## Your task
Gather every line in the items below that contains the word "jeans". Case counts.

## Data extract
..............................

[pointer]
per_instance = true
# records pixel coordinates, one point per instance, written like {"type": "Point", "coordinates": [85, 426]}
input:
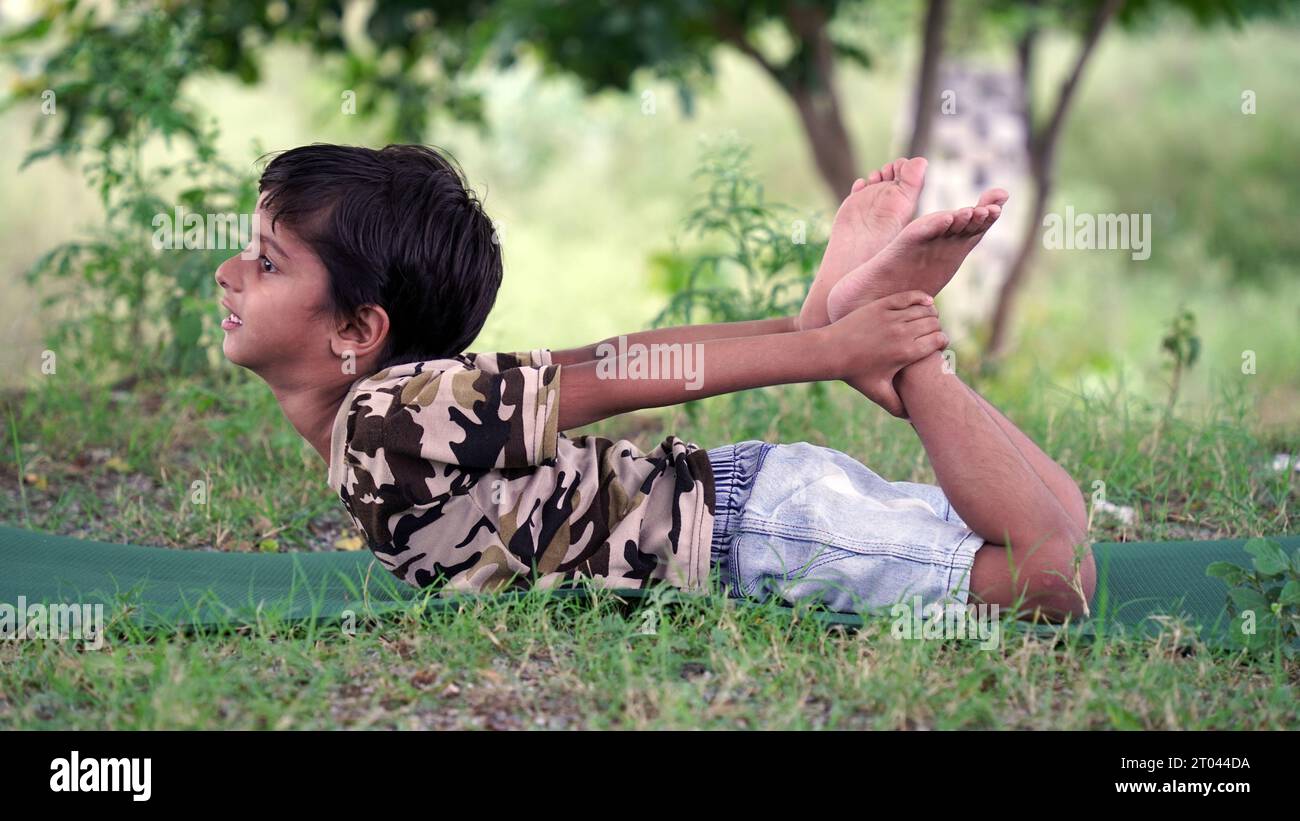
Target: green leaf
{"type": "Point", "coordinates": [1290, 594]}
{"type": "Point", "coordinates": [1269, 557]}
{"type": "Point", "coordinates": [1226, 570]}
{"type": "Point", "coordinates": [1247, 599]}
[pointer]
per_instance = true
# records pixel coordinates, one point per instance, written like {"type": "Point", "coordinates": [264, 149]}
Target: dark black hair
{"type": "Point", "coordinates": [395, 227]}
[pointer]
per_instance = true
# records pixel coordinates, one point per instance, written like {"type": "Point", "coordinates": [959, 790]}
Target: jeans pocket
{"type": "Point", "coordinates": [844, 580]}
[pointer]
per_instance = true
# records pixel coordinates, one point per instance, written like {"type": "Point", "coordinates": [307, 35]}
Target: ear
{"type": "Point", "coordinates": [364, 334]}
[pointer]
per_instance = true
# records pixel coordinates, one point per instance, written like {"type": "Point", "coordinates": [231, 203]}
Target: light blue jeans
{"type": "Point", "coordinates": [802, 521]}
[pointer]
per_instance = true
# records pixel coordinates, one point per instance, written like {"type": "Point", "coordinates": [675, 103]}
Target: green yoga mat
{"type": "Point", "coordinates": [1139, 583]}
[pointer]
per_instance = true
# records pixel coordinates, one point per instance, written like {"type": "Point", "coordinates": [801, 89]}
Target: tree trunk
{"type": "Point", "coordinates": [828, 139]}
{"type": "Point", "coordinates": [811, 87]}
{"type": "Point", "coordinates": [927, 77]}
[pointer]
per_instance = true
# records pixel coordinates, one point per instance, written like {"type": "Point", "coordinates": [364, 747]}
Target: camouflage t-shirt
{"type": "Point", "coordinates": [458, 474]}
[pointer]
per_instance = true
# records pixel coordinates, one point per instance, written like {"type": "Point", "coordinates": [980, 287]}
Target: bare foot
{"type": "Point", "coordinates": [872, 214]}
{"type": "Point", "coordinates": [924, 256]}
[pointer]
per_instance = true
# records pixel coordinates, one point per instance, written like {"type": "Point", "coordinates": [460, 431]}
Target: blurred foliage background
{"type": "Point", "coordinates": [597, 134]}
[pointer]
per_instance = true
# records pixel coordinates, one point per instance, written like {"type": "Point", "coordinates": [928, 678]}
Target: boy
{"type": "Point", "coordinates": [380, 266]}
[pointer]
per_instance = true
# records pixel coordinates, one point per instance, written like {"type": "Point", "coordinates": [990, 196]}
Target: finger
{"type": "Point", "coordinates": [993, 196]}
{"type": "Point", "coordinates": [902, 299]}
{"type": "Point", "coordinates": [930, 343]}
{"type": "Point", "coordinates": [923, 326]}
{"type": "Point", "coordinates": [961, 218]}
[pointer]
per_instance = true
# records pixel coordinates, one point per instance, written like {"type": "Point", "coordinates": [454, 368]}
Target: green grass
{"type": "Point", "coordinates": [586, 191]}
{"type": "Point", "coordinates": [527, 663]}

..............................

## Exercise result
Target: jeans pocket
Target: light blue jeans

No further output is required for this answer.